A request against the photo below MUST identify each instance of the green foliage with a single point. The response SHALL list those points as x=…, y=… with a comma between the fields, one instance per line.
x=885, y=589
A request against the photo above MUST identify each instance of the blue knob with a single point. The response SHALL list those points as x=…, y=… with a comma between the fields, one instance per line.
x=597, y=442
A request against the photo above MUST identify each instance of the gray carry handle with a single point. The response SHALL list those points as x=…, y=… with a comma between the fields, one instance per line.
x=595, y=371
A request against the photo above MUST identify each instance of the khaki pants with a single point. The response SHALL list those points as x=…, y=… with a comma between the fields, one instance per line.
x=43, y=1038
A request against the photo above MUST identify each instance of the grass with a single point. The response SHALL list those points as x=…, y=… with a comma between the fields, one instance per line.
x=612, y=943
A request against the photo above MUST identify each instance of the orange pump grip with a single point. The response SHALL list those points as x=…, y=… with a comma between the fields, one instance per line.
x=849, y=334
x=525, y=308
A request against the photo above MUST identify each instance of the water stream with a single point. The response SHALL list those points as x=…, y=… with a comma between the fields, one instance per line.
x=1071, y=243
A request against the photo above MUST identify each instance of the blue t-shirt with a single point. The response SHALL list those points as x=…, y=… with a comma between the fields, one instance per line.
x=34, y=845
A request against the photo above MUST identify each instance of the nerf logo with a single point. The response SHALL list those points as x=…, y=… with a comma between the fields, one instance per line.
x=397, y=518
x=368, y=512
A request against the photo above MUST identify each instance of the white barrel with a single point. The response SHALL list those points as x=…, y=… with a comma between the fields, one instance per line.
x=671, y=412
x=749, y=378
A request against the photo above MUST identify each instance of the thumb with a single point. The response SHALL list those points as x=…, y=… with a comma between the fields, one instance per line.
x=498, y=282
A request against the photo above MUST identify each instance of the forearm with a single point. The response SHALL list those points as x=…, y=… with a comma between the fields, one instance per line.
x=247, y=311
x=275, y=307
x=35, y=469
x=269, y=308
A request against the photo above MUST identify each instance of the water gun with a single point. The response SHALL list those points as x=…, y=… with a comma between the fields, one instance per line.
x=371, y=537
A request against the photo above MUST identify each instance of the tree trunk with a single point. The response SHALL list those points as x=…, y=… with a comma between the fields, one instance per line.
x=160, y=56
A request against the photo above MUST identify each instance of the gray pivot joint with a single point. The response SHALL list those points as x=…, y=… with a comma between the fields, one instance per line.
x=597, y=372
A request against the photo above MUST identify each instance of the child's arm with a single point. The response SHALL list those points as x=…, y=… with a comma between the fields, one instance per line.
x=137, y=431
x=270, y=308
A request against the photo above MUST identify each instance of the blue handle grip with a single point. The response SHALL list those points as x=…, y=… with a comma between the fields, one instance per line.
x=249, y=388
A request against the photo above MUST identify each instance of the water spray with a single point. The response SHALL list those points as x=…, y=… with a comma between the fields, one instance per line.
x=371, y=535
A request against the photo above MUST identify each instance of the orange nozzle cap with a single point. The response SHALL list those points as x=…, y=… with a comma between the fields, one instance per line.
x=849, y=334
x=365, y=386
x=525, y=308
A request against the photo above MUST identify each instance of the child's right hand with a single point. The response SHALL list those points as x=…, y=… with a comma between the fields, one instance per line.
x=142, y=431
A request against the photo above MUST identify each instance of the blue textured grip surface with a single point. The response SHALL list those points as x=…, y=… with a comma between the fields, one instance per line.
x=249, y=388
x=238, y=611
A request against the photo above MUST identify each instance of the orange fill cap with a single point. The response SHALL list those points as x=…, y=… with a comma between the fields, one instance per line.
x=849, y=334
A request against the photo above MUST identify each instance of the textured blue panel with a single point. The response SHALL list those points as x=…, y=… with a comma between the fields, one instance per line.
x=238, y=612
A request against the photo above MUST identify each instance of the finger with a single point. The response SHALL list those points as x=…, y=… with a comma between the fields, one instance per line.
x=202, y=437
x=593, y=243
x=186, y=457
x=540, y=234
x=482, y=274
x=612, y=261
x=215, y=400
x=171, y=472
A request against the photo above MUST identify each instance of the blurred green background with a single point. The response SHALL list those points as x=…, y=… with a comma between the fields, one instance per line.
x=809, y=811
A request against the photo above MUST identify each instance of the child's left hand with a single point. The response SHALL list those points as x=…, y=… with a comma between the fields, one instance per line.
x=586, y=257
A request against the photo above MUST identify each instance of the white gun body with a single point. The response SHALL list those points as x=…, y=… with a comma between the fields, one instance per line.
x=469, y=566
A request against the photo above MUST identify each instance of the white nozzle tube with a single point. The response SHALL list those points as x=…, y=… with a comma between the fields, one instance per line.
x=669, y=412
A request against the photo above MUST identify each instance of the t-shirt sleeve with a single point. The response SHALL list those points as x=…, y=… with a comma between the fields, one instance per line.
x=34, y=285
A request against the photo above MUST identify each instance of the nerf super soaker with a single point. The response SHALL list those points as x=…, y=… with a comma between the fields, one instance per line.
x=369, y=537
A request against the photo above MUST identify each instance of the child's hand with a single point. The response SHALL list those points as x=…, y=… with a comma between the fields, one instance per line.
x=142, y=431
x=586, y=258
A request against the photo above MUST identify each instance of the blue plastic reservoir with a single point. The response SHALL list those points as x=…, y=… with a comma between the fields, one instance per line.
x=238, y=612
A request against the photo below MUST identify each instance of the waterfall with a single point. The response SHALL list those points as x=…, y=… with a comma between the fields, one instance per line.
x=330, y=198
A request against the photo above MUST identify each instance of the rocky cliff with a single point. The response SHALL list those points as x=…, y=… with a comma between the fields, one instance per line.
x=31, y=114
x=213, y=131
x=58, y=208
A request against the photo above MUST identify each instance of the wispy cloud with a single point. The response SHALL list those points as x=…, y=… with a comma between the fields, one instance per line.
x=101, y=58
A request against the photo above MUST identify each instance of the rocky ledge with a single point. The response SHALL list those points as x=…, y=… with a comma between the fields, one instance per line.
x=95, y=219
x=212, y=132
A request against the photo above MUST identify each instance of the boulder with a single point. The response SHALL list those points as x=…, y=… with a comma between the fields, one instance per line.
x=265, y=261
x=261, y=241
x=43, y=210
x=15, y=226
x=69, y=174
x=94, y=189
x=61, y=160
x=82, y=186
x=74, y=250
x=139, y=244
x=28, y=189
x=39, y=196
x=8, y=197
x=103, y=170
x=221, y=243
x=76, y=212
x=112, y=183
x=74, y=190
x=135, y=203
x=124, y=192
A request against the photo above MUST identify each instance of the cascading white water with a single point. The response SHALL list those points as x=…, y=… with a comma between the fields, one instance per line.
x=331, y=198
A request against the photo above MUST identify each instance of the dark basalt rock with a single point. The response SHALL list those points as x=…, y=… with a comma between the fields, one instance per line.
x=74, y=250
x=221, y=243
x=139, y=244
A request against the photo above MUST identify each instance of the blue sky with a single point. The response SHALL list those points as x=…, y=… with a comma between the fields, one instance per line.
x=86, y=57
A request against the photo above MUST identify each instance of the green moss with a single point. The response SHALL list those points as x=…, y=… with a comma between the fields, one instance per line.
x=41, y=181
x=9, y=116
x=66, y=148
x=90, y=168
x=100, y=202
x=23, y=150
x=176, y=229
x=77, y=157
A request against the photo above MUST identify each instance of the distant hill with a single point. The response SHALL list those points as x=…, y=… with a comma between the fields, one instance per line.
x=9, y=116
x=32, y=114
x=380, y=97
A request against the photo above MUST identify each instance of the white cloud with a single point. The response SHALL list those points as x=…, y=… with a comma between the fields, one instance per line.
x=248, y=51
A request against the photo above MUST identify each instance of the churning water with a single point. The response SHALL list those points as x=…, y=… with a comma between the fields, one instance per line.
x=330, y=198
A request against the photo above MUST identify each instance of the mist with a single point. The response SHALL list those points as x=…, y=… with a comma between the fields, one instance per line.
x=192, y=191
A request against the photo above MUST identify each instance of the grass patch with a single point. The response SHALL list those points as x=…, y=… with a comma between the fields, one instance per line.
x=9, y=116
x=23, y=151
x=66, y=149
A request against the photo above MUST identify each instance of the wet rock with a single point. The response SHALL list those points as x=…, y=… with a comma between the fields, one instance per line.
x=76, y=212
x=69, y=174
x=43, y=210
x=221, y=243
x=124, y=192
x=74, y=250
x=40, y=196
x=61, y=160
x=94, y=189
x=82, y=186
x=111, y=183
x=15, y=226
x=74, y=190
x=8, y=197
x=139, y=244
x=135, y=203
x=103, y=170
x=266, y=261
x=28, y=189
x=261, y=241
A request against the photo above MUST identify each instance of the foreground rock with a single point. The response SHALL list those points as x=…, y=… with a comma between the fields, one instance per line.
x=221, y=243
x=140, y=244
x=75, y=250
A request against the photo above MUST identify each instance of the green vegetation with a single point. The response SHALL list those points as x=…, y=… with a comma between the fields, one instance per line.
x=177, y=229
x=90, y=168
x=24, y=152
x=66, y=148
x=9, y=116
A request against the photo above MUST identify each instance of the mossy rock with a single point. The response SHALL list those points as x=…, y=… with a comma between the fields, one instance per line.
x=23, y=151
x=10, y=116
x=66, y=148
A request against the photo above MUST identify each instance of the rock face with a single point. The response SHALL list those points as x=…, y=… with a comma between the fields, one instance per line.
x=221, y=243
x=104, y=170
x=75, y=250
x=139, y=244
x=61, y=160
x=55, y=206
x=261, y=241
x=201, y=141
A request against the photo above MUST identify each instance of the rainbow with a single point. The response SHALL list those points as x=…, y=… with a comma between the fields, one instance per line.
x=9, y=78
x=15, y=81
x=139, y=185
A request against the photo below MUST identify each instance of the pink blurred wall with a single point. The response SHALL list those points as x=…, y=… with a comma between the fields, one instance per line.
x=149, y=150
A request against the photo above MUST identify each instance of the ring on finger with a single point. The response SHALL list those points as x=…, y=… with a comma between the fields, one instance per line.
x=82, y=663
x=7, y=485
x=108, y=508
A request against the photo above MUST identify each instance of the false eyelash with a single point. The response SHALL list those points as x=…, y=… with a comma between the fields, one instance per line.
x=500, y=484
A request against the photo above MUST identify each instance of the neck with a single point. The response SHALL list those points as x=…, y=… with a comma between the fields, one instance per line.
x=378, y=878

- [TASK OBJECTIVE] Produce an exact copy of the lines from the one containing "the green vegetation" through the final line of the data, both ends included, and only those.

- [EXPECTED ANSWER]
A request against the photo above MUST identify each instance of the green vegetation with a single point. The response SHALL list those points as x=…, y=… with a comma between the fields, one instance per line.
x=177, y=229
x=90, y=168
x=24, y=152
x=66, y=148
x=9, y=116
A request against the photo above MUST identify each instance of the mossy rock with a single point. The response SHALL list those points as x=…, y=… with a comma between the fields, one instance per line.
x=23, y=151
x=10, y=116
x=66, y=148
A request against the photo above MUST identify each instance of the rock face with a single point. The response SHALL list those points as x=…, y=… with a comma between the fields, one instance per line.
x=221, y=243
x=104, y=170
x=75, y=250
x=139, y=244
x=61, y=160
x=55, y=206
x=261, y=241
x=201, y=141
A request against the photo above MUST identify each instance of the rainbow with a single point. The response SHALL list those points as x=…, y=… with a comma between the fields, one instance per line.
x=9, y=78
x=15, y=81
x=139, y=185
A request against the photo below MUST identify each instance of the pink blurred wall with a single point. The response SHALL list those points as x=…, y=… with a comma between the fields, one instance per line.
x=149, y=150
A request against the photo above MUST identify each instance of the ring on finger with a single point. The response SHALL list those points as x=…, y=… with a comma between the fields, one instance per line.
x=82, y=663
x=7, y=485
x=108, y=508
A request against the photo above MUST identify each instance of the false eyelash with a single point. The response SHALL list those points as x=…, y=… with a comma between the fields, one instance per line.
x=500, y=484
A request against the photo above MUST identify each instance of the neck with a single point. The response SHALL list those points as x=…, y=… with a comma between the fields, one instance per line.
x=378, y=878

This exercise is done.